## Given instruction
Rewrite the part of the CloudWatch exporter thread that opens with the words containing "Looking at the" and closes with "try this out?", changing "truncation" to "clipping".

## Page excerpt

........

Looking at the metric itself it seems to miss the value for the queue cw-export
which actually is present in the data.
This kind of suggests me a problem with truncation or internal batching the API might be doing.
Glancing up through the logs I'm only seeing it fail on MetricData.member.13.Dimensions.member.3.Value
One more piece of info I just learned that might help. This only happens when I publish on the AMQP default exchange. Publishing on other exchanges works fine. Perhaps AWS doesn't like the name of that default exchange (I think it's "/") perhaps you need to switch it to %2F
before you send it over
I tested the output you provided and it worked. Issue is it's truncated and is probably missing the offending data points (no exchange related metrics where logged).
I built a new one hopefully avoiding the truncation issue. Could you please try this out?
@noxdafox Sorry for the delay. I'm still getting the error using the build you included in your last comment after publishing a message to a default exchange when I have exchange metrics enabled.
The last build is not trying to address the error but to better print the cause. The previous output you provided me is truncated so I slightly modified the routine to avoid the truncation.
Could you please paste me the new output you see on the log?
You should now see this message:
Publishing CW Metrics chunk: ...
Followed by the error traceback. Could you please provide me the last message above before seeing the error traceback?
Oh gotcha sorry for the misunderstanding. I attached the logs. I noticed there is an exchange key with no value in there. cloudwatch_exporter_logs.txt
There we go! The default exchange has an empty string as name which is invalid as CW metric dimension. This went unnoticed as RMQ reveals exchange metrics only for exchanges which are being in use.
That's the reason why I was struggling to reproduce it. I had to trigger some activity with the default exchange in order to observe the issue.
As a solution I opted for a _
as default exchange name as it seemed the less prone to name collision (default
might have been used as exchange name by somebody).
The new logic also avoids crashing but rather continues publishing the rest of the metrics and logs the problematic group of metrics.
Hi:
I had install and also enable this plugin, and setup credential access of AWS. However, CloudWatch console did not received any metrics from RabbitMQ, and also there are no info or error log output from RabbitMQ logger, do you have any idea about how to process this?
Running two nodes of cluster {rabbitmq_cloudwatch_exporter,"rabbitmq_cloudwatch_exporter","0.2.1"} {rabbit,"RabbitMQ","3.7.16"}, {erlang_version, "Erlang/OTP 21 [erts-10.3.5.1] [source] [64-bit] [smp:1:1] [ds:1:1:10] [async-threads:64] [hipe]\n"}
Thanks

........

(Position annotation records)

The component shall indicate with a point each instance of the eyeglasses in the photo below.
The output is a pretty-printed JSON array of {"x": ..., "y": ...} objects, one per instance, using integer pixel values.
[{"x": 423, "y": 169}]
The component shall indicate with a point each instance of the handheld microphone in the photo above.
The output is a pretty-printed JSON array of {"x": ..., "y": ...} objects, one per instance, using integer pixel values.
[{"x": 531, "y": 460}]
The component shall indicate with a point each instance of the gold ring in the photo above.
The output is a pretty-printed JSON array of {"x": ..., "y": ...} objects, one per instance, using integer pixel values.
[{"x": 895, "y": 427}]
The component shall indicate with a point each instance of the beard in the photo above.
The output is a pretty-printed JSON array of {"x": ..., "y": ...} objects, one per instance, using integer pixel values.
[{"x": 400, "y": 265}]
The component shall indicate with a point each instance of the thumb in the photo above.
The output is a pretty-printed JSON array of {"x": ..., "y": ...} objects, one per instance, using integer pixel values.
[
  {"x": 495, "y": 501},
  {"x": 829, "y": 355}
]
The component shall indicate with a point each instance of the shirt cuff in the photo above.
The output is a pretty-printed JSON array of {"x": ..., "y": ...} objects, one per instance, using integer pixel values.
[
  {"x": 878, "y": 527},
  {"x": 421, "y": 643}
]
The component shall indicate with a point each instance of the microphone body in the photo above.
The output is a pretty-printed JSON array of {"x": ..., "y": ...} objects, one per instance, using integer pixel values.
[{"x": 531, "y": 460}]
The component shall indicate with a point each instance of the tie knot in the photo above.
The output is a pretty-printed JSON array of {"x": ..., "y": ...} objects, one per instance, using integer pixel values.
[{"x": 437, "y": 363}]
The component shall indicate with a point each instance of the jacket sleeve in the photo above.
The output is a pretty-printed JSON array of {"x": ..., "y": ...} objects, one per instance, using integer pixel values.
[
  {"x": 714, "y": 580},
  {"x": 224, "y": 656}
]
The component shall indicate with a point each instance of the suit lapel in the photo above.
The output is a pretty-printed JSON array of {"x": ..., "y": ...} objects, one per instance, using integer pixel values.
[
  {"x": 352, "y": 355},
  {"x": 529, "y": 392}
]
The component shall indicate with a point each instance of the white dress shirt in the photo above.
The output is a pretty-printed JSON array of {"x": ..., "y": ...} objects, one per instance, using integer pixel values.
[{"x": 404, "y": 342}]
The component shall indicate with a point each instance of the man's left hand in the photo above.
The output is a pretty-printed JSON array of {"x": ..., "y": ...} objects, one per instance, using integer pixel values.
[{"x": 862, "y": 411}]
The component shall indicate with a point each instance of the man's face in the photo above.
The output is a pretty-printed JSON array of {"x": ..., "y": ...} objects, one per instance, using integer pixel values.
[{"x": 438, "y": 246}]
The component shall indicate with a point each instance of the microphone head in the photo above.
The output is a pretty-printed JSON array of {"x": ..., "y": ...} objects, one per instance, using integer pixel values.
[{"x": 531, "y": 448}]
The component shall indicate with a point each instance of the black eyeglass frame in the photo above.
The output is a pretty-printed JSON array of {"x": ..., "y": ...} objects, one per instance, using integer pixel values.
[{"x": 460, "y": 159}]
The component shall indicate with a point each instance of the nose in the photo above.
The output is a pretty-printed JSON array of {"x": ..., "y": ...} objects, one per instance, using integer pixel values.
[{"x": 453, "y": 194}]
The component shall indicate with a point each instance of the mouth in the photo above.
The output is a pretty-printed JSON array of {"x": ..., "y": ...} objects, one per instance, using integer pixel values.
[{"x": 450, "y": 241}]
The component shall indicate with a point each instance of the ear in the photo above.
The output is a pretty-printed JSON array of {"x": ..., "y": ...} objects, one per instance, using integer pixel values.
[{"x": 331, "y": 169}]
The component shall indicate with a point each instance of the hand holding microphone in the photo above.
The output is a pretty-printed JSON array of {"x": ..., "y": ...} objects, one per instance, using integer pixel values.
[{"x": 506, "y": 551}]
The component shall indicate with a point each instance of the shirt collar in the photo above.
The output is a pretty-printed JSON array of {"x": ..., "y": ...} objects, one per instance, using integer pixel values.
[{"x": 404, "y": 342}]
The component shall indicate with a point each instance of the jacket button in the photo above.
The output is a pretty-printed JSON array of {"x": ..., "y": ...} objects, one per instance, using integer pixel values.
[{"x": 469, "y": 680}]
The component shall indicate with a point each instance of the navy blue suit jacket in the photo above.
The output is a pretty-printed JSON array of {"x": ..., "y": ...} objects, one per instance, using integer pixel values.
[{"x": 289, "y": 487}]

........

## Correct output
Looking at the metric itself it seems to miss the value for the queue cw-export
which actually is present in the data.
This kind of suggests me a problem with clipping or internal batching the API might be doing.
Glancing up through the logs I'm only seeing it fail on MetricData.member.13.Dimensions.member.3.Value
One more piece of info I just learned that might help. This only happens when I publish on the AMQP default exchange. Publishing on other exchanges works fine. Perhaps AWS doesn't like the name of that default exchange (I think it's "/") perhaps you need to switch it to %2F
before you send it over
I tested the output you provided and it worked. Issue is it's truncated and is probably missing the offending data points (no exchange related metrics where logged).
I built a new one hopefully avoiding the clipping issue. Could you please try this out?